__Document excerpt__.
Next, I applied REGEXP_LIKE to the task of removing any phone numbers matching Pattern B. The following query won't execute yet, but shows how I used REGEXP_REPLACE to replace any validly formatted phone number with a string of three asterisks:

SELECT emp_id, text
FROM employee_comment
WHERE REGEXP_LIKE(text, '[0-9]{3}[-. ][0-9]{3}[-. ][0-9]{4}')
  AND REGEXP_REPLACE(text,
            '[0-9]{3}([-. ])[0-9]{3}\1[0-9]{4}','***')

After eliminating all occurrences of Pattern A that were valid, that also matched Pattern B, any remaining occurrences of Pattern A must, therefor, be invalid. The following query feeds the results from REGEXP_REPLACE into REGEXP_LIKE to find any remaining, invalid patterns:

SQL> SELECT emp_id, text
  2  FROM employee_comment
  3  WHERE REGEXP_LIKE(text, '[0-9]{3}[-. ][0-9]{3}[-. ][0-9]{4}')

__Source excerpt__.
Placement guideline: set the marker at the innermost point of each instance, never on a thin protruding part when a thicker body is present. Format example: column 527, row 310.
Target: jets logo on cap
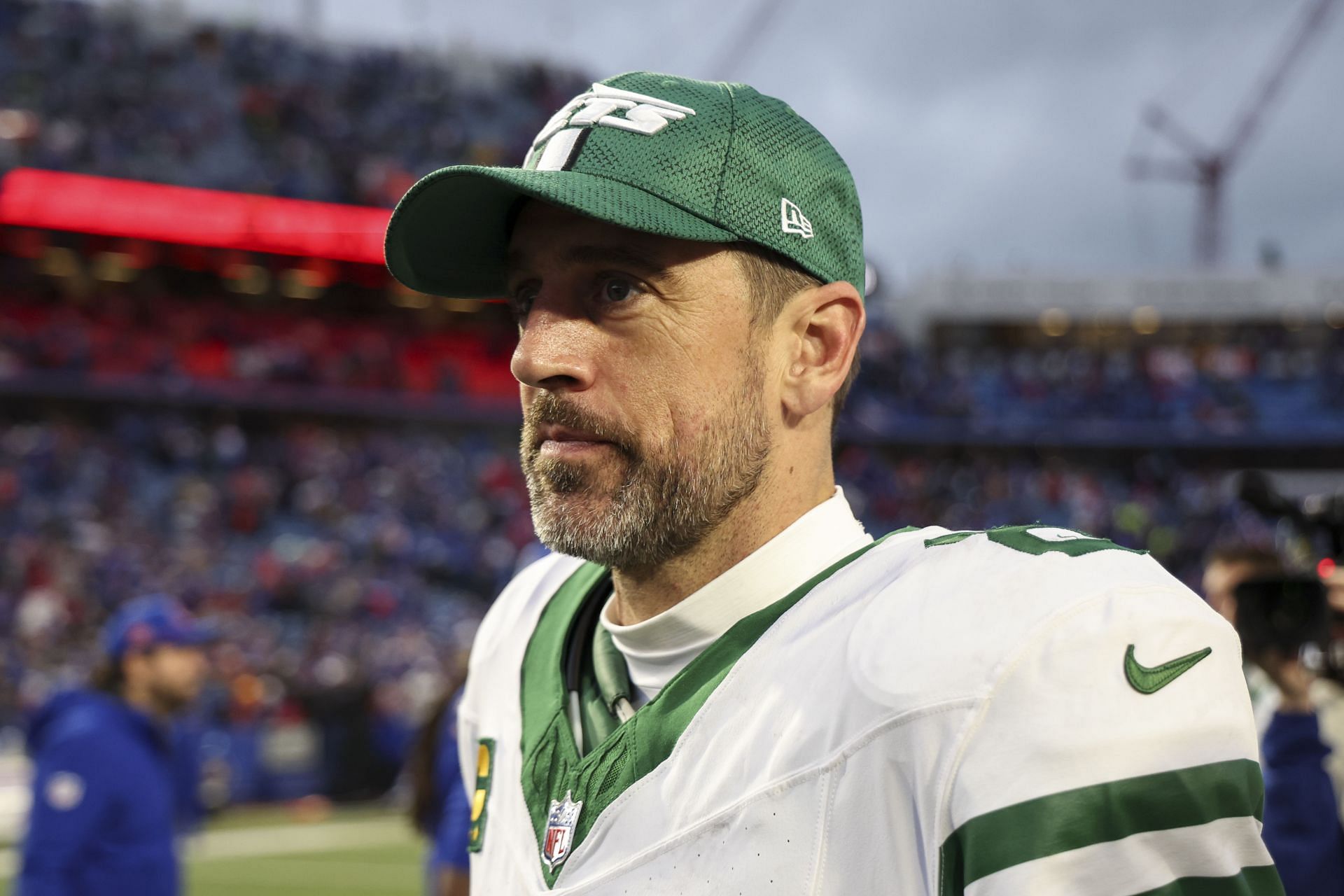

__Prompt 1__. In the excerpt on phone-number regular expressions, what does REGEXP_REPLACE swap each validly formatted phone number for?
__Prompt 2__. Pick up the excerpt on phone-number regular expressions where it stops and write what comes next.
You won't need the material for anything here.

__Task answer 1__. A string of three asterisks.

__Task answer 2__.
  4    AND REGEXP_LIKE(
  5           REGEXP_REPLACE(text,
  6              '[0-9]{3}([-. ])[0-9]{3}\1[0-9]{4}','***'),
  7           '[0-9]{3}[-. ][0-9]{3}[-. ][0-9]{4}');

    EMP_ID TEXT
---------- ----------------------------------------------------------
      7369 126 Varnum, Edmore MI 48829, 989 313-5351
      7844 989-387.5359
      9999 906-387-1698, 313-535.8886

These results are what I've been after. They show all comments containing phone numbers matching Pattern A, but with mismatched separator characters.

Why the Asterisks?

You might wonder why, in my final solution, I chose to replace each occurrence of Pattern A with asterisks rather than simply deleting the text. The following row illustrates why I didn't simply delete occurrences of Pattern A:

SQL> SELECT emp_id, text
  2  FROM employee_comment
  3  WHERE emp_id=9998;

    EMP_ID TEXT
---------- -------------------------
      9998 313-906-235-4330535-8886

There are two ways of looking at the number in this row:

  • It's not a phone number at all, in which case I don't want the row in my results.

  • It's the phone number 906-235-4330 surrounded by some other numbers, but 906-235-4330 uses consistent separators, so again, I don't want the row in my results.

Had I simply deleted occurrences of Pattern A, I'd have converted "313-906-235-4330535-8886" into "313-535-8886", Pattern A would be found in the resulting text, and the row would show up erroneously in my results.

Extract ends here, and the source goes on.